**Verilen Metin**
3-Lojistik ve Ulaştırma Altyapısının Geliştirilmesi: AfCFTA’nın başarılı olabilmesi için iyi bir ulaştırma altyapısı şarttır. Türk firmaları, Afrika’daki lojistik ve ulaştırma altyapısının geliştirilmesine katkı sağlayabilecek niteliktedirler. Bu hususta özellikle lojistik sektöründeki Türk firmalar Afrika’ya yatırım yaparak, teknoloji transferi yaparak veya ortaklıklar kurarak bu alanda faaliyet gösterebileceklerdir.

* Lojistik Altyapısının İyileştirilmesi: Türk firmaları, Afrika’da lojistik altyapının geliştirilmesine önemli katkı sağlayabilirler. Bu kapsamda, limanlar, depolama tesisleri, taşıma ve dağıtım ağları gibi lojistik altyapı unsurlarının modernize edilmesi ve genişletilmesi önemlidir. Türk şirketleri, bu tesislerin yapımı ve işletmesinde deneyimlerini ve uzmanlıklarını kullanarak Afrika’daki lojistik sektörünün gelişimine katkıda bulunabilirler.

* Yol ve Demiryolu Altyapısının İyileştirilmesi: Afrika’da yol ve demiryolu ağlarının iyileştirilmesi, bölgesel ticareti artırabilecek ve ekonomik büyümeyi destekleyebilecek potansiyele sahiptir. Bu konuda Türk firmaları, altyapı projelerinin planlanması, inşası ve bakımı konularında uzmanlık ve teknoloji transferi sağlayabilirler. Bu kapsamda, yeni yolların inşası, mevcut demiryolu hatlarının modernizasyonu ve demiryolu ağlarının genişletilmesi gibi projelerde Türk şirketlerinin rol alması önemli olacaktır.

* Hava ve Deniz Ulaşımı Altyapısının Geliştirilmesi: Afrika’daki hava ve deniz ulaşımı altyapısının geliştirilmesi, uluslararası ticareti ve turizmi destekleyebilecek bir diğer faktördür. Bu bağlamda Türk firmaları, havaalanı, liman ve deniz taşımacılığı tesislerinin inşası ve işletmesi konularında deneyim ve uzmanlık sağlayabilirler. Bu sayede, Afrika’nın hava ve deniz ulaşımı altyapısının modernize edilmesi ve genişletilmesi sağlanabilir.

* Teknoloji Transferi ve Yerel Kapasite Geliştirme: Türk firmaları, Afrika’daki lojistik ve ulaştırma sektörlerinin gelişimine teknoloji transferi yaparak ve yerel kapasiteyi arttırarak katkı sağlayabileceklerdir. Bu kapsamda, yerel iş gücünün eğitimi, teknik becerilerin geliştirilmesi ve yerel tedarikçilerin güçlendirilmesi “kazan-kazan” prensibi doğrultusunda oldukça önemlidir. Böylece Türk şirketleri, yerel ortaklarla iş birliği yaparak ve yerel kaynakları kullanarak sürdürülebilir bir kalkınmaya katkıda bulunabilirler.

Nesne nokta etiketleri
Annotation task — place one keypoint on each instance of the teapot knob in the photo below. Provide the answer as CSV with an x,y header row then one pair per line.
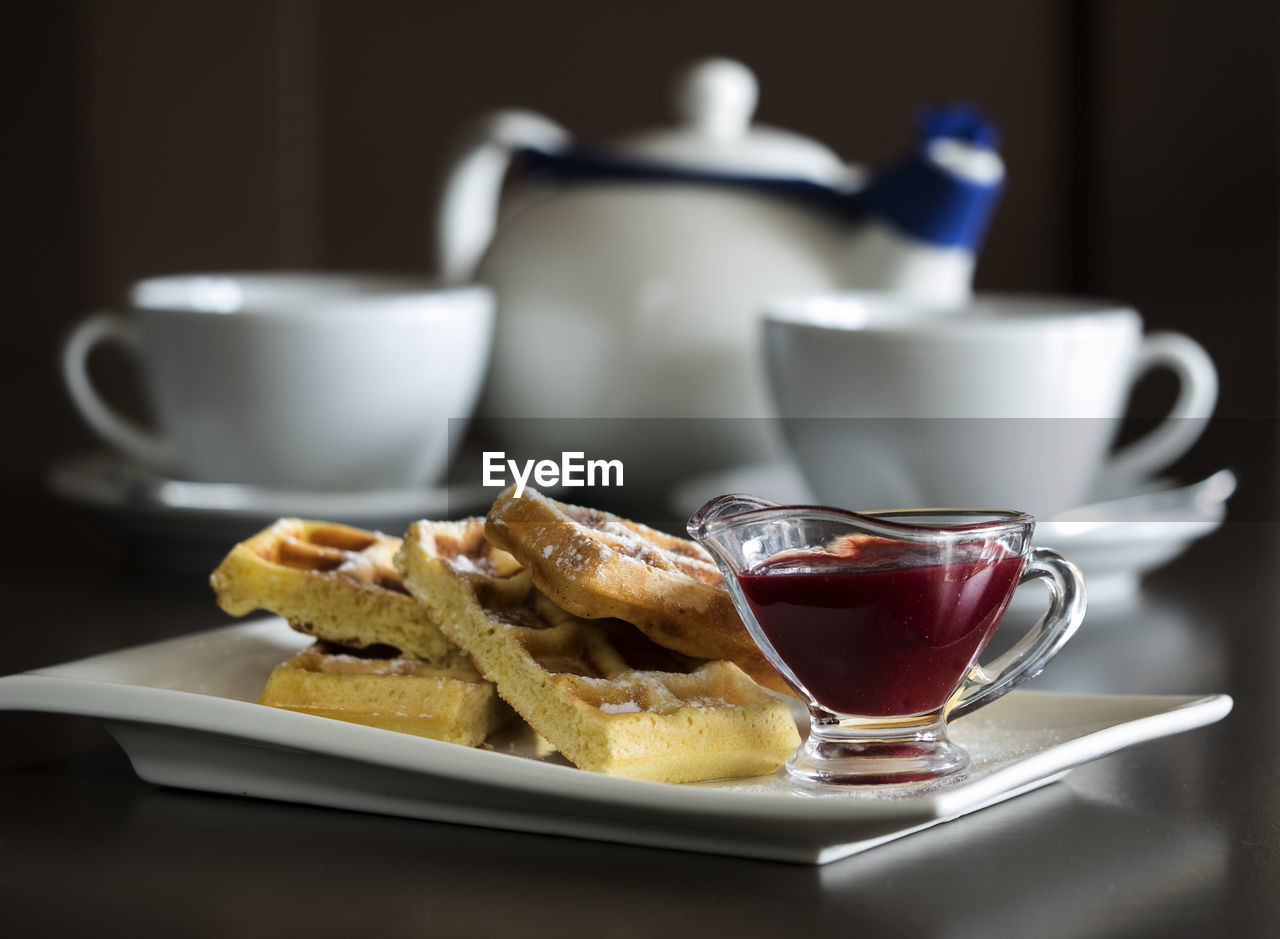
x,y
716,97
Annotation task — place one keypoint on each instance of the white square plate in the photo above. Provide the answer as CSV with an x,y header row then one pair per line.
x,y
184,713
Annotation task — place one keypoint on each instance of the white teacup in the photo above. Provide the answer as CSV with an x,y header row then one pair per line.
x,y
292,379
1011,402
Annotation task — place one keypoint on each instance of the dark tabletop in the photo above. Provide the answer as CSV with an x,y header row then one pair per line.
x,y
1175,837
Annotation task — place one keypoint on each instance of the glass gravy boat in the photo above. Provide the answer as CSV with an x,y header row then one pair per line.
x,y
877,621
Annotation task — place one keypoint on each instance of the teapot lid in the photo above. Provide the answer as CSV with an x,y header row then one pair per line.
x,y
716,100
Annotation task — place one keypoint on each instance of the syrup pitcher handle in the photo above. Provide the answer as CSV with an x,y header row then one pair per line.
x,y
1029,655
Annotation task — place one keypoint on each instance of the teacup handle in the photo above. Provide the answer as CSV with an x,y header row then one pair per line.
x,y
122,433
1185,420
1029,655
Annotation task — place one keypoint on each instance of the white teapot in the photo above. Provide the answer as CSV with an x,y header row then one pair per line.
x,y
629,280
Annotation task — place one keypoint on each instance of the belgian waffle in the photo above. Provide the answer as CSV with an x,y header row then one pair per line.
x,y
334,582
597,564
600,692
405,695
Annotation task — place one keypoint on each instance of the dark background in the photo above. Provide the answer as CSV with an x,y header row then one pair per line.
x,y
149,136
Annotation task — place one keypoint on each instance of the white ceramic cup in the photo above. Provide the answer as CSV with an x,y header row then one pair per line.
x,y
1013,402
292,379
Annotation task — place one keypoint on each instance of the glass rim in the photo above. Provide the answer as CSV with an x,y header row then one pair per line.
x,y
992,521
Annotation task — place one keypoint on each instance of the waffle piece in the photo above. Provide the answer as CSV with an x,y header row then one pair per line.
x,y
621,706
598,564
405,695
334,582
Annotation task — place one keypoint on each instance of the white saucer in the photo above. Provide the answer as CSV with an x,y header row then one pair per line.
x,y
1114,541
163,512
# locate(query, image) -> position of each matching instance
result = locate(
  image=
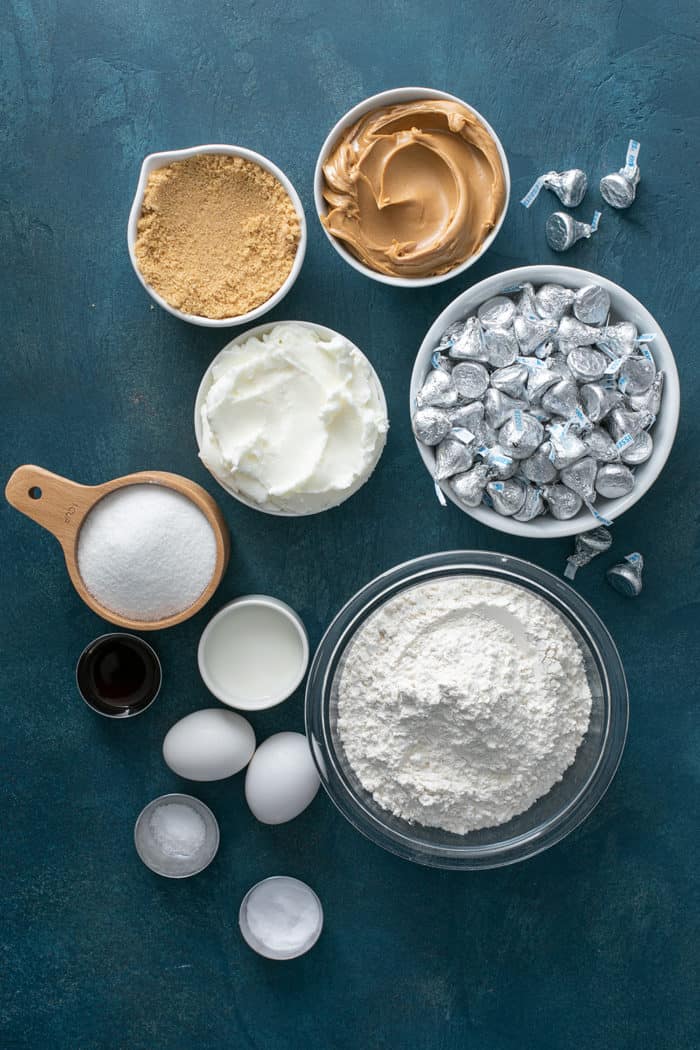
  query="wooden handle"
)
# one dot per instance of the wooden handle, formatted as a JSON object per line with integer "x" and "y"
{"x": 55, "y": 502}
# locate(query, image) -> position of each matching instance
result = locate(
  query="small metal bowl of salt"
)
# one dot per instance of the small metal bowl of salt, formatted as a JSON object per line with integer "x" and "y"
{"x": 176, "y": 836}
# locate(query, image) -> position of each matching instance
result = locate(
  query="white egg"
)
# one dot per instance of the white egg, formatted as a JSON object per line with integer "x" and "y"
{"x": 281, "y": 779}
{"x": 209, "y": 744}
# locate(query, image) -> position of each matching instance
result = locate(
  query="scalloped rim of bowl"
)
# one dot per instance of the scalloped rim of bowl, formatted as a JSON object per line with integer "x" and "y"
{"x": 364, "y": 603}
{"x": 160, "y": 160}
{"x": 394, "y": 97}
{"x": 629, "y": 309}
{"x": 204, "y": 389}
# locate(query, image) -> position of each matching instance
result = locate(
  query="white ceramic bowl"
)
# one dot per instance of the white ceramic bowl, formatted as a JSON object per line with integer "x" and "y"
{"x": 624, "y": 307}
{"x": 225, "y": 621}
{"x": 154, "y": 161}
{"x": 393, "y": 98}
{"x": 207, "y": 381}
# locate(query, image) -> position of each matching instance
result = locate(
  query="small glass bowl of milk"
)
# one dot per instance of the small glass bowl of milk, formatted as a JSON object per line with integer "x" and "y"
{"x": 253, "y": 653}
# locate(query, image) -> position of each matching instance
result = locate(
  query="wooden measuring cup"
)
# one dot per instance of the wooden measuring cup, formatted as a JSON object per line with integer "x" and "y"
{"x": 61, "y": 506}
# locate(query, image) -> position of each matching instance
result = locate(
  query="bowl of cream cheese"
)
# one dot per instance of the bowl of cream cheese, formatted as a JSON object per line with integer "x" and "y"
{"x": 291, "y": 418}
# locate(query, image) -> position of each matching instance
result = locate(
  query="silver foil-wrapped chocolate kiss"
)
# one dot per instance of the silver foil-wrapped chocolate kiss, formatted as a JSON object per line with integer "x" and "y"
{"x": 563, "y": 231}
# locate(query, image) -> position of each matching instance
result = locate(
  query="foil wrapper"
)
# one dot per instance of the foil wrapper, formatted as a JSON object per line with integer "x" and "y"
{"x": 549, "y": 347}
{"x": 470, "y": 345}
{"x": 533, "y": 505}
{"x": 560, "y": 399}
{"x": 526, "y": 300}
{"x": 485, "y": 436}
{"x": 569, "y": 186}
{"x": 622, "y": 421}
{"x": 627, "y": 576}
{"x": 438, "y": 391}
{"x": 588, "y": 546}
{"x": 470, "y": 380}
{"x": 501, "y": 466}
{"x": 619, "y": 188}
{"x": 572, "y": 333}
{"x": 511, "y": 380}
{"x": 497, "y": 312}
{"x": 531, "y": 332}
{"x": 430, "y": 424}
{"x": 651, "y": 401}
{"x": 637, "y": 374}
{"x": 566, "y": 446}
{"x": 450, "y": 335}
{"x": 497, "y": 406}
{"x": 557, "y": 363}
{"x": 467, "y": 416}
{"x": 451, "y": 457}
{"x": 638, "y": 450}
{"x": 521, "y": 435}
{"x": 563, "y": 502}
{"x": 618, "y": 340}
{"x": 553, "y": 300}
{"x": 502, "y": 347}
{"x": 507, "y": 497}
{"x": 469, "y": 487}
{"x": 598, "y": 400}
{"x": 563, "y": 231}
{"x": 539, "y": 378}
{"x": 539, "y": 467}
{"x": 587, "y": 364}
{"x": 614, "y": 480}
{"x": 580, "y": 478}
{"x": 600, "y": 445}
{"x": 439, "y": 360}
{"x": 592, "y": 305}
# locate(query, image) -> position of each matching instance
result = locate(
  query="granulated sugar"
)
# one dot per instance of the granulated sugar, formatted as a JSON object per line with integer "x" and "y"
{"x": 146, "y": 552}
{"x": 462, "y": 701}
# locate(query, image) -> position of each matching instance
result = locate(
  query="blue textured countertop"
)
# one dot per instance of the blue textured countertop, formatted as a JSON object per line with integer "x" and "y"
==
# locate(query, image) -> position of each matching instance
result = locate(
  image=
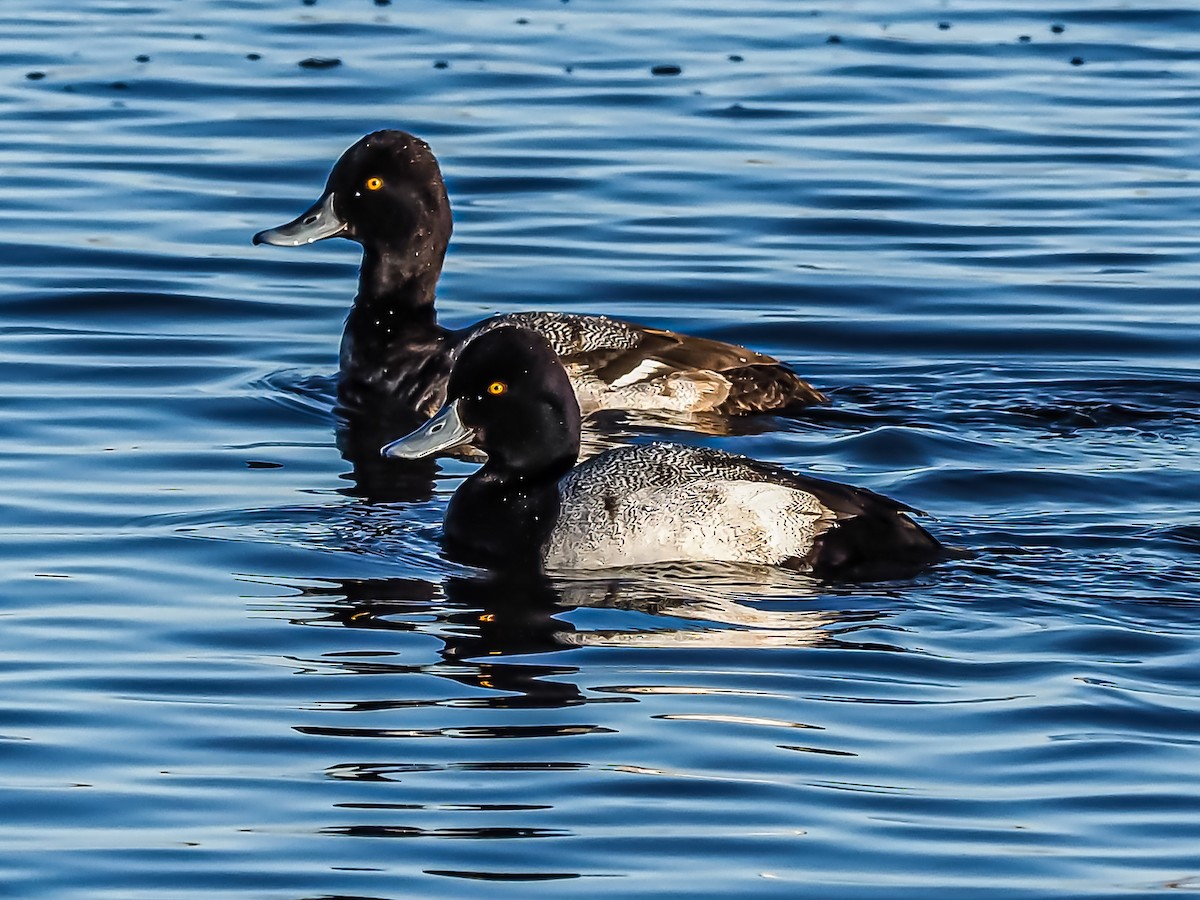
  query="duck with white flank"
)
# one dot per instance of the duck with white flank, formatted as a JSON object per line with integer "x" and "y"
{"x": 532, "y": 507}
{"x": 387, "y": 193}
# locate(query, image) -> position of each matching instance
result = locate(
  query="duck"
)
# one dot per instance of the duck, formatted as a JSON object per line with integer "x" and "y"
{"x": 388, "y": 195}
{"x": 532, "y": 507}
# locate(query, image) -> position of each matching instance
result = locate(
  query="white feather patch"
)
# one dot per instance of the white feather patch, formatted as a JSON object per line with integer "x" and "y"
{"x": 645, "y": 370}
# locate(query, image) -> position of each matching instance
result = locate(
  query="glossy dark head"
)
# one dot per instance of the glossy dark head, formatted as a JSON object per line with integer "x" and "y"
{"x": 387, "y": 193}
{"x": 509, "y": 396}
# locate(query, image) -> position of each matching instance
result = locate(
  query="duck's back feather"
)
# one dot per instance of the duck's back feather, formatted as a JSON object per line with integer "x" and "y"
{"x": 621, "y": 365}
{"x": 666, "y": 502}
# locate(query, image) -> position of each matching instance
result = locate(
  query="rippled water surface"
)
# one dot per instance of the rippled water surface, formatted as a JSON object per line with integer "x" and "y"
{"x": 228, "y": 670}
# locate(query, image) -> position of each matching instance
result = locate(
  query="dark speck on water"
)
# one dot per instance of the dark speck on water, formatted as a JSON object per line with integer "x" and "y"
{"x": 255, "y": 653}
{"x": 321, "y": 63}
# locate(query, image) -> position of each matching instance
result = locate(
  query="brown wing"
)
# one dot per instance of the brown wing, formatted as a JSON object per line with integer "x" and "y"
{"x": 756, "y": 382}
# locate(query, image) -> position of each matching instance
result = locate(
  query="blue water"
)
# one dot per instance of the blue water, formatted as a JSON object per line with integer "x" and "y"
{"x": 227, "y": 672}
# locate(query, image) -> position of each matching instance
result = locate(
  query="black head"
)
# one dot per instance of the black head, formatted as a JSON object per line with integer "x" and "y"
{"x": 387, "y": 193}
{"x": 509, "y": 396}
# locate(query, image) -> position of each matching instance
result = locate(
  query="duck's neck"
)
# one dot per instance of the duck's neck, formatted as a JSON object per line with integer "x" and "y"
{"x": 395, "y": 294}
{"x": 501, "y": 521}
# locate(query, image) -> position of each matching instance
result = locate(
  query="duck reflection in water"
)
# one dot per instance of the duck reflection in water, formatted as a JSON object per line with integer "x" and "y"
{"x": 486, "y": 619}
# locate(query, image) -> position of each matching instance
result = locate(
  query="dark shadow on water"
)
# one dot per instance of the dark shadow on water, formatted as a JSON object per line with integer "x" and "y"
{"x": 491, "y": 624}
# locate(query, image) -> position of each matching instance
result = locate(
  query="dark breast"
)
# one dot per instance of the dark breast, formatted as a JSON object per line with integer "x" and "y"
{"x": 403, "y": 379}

**Görev Koşulları**
• A. Metne göre AfCFTA'nın başarılı olabilmesi için ne şarttır?
• B. Kayıtlarda "cheese" dizesini içeren satırların sayısını belirtin; yalnızca sayıyı yazın.
Kayıtların metinle hiçbir ilgisi yoktur.

**Görev Yanıtları**
• A. İyi bir ulaştırma altyapısı.

• B. 2